## Begin Data provided
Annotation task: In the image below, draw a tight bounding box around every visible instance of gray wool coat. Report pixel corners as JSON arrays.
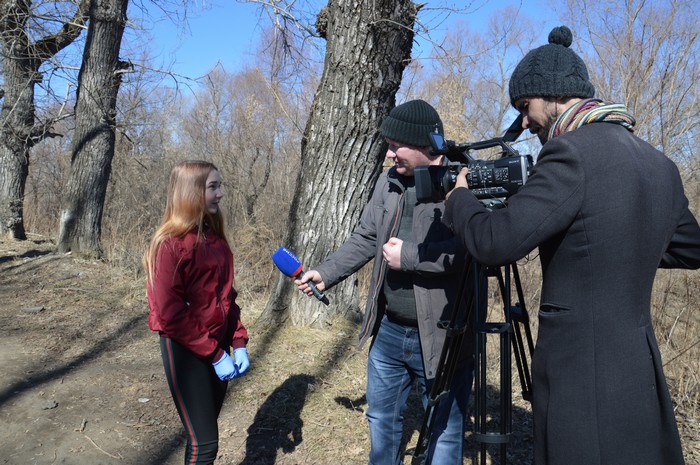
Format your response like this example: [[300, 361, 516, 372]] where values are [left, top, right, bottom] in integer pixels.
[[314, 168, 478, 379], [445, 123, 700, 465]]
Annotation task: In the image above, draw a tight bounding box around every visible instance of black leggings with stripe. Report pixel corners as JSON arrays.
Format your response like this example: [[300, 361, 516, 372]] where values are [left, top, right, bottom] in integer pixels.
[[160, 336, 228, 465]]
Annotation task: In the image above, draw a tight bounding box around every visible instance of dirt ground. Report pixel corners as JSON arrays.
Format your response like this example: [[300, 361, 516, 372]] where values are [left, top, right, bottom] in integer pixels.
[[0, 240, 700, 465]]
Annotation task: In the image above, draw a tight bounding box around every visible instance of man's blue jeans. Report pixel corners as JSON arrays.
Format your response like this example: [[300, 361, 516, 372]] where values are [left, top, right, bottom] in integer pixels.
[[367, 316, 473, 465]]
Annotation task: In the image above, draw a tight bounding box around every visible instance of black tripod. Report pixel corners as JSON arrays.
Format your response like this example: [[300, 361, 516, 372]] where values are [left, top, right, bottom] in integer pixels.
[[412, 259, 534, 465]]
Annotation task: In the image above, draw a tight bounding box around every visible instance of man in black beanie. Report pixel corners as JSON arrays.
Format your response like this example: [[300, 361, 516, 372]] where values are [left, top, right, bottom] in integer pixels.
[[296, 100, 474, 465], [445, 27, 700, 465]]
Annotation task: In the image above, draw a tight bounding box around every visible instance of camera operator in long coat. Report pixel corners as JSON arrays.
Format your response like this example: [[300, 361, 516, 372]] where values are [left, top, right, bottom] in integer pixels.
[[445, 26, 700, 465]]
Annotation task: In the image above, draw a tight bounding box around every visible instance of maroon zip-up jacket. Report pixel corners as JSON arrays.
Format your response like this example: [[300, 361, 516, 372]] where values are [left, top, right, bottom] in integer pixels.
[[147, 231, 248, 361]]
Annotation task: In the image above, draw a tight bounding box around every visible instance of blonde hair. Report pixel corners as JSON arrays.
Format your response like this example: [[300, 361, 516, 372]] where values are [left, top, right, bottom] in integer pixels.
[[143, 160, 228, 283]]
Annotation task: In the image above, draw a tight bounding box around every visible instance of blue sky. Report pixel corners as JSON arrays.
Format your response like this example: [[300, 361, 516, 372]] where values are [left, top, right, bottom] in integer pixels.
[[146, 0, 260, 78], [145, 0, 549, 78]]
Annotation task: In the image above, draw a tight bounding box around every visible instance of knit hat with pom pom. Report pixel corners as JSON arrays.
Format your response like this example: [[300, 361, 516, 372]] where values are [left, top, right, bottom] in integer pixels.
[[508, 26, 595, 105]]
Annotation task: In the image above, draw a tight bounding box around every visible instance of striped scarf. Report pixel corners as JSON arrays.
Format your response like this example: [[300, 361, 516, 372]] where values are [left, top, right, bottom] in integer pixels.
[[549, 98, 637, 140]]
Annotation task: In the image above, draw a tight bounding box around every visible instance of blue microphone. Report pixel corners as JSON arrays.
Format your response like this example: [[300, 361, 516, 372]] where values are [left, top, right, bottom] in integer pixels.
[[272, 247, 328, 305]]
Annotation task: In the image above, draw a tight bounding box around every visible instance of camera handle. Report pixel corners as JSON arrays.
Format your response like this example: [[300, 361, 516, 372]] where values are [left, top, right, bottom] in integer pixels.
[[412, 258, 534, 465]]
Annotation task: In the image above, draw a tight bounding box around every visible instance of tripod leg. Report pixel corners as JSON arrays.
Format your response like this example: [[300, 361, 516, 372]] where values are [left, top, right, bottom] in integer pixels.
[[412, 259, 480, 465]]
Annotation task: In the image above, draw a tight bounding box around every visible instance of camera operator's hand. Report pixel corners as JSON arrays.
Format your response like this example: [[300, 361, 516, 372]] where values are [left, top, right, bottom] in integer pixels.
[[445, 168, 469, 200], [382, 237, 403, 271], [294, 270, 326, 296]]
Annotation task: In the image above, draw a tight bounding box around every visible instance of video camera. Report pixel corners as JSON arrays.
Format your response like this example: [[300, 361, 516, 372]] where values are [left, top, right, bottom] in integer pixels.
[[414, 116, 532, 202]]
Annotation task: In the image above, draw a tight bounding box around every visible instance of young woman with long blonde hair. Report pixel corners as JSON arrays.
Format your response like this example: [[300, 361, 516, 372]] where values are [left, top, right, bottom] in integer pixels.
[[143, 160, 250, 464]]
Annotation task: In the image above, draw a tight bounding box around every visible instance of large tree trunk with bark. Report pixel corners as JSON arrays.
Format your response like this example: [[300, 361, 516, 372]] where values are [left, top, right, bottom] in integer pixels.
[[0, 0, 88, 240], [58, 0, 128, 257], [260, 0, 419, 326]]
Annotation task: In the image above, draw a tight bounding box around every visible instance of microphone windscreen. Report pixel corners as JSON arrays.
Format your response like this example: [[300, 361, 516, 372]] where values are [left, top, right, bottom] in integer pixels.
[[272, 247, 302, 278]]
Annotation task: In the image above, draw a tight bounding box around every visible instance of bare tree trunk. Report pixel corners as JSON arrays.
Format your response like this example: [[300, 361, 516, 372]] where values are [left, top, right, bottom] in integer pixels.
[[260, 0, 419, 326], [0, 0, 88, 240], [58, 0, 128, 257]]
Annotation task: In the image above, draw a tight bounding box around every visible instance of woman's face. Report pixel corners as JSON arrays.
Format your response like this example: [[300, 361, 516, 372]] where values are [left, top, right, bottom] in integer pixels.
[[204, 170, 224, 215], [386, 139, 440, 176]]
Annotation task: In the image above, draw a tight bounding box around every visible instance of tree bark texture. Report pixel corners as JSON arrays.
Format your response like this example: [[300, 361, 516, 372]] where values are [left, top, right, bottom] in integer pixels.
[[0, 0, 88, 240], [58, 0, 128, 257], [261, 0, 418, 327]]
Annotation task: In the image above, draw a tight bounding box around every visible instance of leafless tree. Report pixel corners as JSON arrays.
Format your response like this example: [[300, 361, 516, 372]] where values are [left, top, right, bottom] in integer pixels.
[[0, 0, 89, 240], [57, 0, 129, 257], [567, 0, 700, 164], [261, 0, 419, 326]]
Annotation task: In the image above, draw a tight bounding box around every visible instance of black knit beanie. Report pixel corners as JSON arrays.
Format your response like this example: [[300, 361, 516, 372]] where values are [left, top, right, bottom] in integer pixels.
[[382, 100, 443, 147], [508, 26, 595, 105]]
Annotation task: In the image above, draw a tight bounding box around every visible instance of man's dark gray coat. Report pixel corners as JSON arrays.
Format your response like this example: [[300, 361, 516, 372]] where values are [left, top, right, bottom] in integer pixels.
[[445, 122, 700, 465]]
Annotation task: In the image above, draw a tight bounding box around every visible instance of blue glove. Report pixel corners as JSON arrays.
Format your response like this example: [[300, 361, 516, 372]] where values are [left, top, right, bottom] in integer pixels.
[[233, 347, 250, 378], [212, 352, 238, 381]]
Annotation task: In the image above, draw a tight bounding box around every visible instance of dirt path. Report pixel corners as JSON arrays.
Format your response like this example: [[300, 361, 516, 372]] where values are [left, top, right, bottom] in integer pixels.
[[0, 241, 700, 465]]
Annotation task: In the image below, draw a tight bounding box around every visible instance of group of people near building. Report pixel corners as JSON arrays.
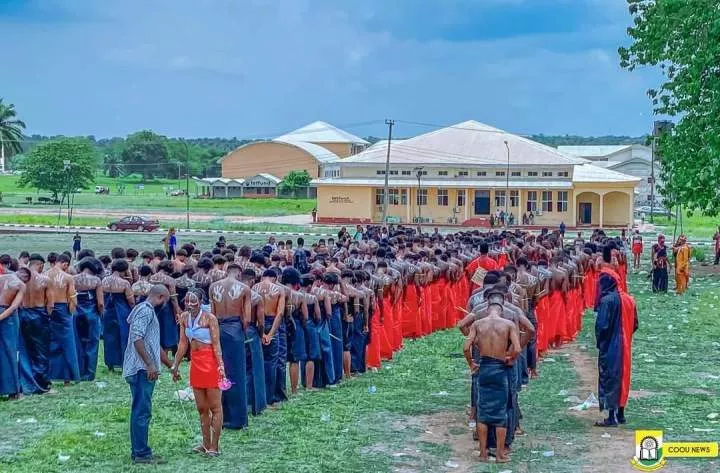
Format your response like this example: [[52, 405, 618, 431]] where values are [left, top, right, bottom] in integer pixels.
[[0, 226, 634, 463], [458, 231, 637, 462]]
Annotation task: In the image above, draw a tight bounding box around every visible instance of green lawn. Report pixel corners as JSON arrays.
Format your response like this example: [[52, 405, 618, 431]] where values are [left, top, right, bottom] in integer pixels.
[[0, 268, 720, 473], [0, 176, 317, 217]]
## End Data provided
> Requirements
Copy the data starting at the line containing "texture. Report pixel corners as JSON arrays." and ending at the line containing "[[233, 347, 250, 378], [212, 352, 238, 381]]", swapping "Annotation task" for "Labeling task" and keeping everything else the same.

> Solution to this problem
Labeling task: In the image above, draw a tight bounding box around every visible instance of tree bark texture. Report pixel corners as JSON arrays.
Format your response like this example: [[300, 361, 516, 372]] where values are [left, top, right, bottom] in integer pixels.
[[0, 0, 88, 240], [58, 0, 128, 257], [261, 0, 418, 327]]
Labeling task: In the image above, draw a tight bounding box around every visible instance of leafless tree. Report pixel corners as JSON arrays.
Format your response like this example: [[300, 361, 516, 372]] where values are [left, top, right, bottom] in integer pixels.
[[0, 0, 89, 240], [57, 0, 129, 257], [567, 0, 700, 164], [261, 0, 419, 326]]
Labeling task: In the image above, draw a tight bounding box around every visible instance of black knit beanie. Report pixel corners as JSON arrays.
Format your response like this example: [[300, 361, 516, 372]] where values are [left, top, right, bottom] in integer pixels.
[[382, 100, 443, 147], [508, 26, 595, 105]]
Labeling task: In the image above, draw a tight bounding box around every visible instance of man's dark gray coat. Report pixel corners as JSON arrays.
Format your response like this example: [[300, 361, 516, 372]] where values are [left, top, right, bottom] in integer pixels.
[[445, 122, 700, 465]]
Labeling task: In the image above, draw a tight bounding box around every visible instance of blue glove. Report pixel corners as JSON arrays.
Format your response like this example: [[300, 361, 516, 372]] where values are [left, top, right, bottom] in integer pixels.
[[233, 347, 250, 378], [212, 352, 238, 381]]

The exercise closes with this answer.